How many of the lines below contain the word "window"? Answer with the number only.

## start Material provided

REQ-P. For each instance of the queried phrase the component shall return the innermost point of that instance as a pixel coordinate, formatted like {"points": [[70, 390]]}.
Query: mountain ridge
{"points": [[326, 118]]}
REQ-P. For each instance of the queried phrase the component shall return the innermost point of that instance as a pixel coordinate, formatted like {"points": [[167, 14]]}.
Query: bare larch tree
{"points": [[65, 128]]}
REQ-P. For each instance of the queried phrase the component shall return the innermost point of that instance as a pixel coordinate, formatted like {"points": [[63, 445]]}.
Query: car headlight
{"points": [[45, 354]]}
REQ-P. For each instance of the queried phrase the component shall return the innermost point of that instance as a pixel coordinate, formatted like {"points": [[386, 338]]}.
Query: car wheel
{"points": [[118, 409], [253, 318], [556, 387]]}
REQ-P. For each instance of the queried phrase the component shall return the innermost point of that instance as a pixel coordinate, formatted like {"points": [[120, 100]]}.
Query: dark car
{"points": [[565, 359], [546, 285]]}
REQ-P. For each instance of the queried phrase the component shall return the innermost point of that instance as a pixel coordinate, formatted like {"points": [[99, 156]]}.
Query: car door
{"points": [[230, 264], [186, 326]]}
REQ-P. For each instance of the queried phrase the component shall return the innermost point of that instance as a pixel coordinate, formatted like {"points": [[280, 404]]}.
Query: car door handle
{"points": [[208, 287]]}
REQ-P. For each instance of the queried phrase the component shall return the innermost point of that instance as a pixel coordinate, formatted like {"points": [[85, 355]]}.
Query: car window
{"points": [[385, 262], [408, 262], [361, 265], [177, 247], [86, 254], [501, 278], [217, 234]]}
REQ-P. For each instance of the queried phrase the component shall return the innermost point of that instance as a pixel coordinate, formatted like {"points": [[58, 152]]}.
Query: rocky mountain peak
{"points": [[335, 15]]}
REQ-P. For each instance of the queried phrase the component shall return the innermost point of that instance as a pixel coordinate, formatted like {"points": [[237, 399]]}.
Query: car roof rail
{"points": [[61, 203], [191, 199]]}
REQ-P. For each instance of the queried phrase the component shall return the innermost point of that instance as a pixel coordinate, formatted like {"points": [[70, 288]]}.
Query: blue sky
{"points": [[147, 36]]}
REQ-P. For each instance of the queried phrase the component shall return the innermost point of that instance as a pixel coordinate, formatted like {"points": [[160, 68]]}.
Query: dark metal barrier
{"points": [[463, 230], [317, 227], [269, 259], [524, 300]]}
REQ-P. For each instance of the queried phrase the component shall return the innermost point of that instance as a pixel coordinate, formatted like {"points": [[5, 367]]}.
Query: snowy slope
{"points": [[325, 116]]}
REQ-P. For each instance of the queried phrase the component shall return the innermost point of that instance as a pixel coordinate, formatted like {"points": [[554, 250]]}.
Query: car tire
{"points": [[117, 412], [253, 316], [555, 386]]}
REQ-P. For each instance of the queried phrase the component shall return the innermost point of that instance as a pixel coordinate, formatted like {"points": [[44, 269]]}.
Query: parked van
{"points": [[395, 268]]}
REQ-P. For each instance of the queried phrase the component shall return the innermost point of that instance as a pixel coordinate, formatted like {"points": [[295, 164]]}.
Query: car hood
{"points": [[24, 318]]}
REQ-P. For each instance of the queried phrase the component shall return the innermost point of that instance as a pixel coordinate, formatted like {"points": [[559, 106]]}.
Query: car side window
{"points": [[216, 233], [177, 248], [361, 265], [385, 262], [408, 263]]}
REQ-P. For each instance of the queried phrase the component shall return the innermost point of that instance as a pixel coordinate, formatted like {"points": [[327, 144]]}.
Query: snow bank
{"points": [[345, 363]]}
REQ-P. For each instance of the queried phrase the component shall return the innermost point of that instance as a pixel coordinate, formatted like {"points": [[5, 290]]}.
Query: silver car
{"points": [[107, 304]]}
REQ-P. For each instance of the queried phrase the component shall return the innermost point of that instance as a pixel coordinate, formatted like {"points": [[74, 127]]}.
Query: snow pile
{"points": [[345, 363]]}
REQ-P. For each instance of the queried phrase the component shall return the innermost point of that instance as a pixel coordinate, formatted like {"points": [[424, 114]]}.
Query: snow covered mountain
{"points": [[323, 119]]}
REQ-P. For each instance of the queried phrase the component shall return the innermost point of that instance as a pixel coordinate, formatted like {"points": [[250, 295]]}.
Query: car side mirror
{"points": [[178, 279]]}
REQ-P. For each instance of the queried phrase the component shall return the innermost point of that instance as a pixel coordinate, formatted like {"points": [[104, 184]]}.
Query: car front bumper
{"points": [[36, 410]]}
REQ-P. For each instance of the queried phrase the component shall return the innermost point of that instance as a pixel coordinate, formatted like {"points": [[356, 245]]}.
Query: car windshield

## end Material provided

- Exercise output
2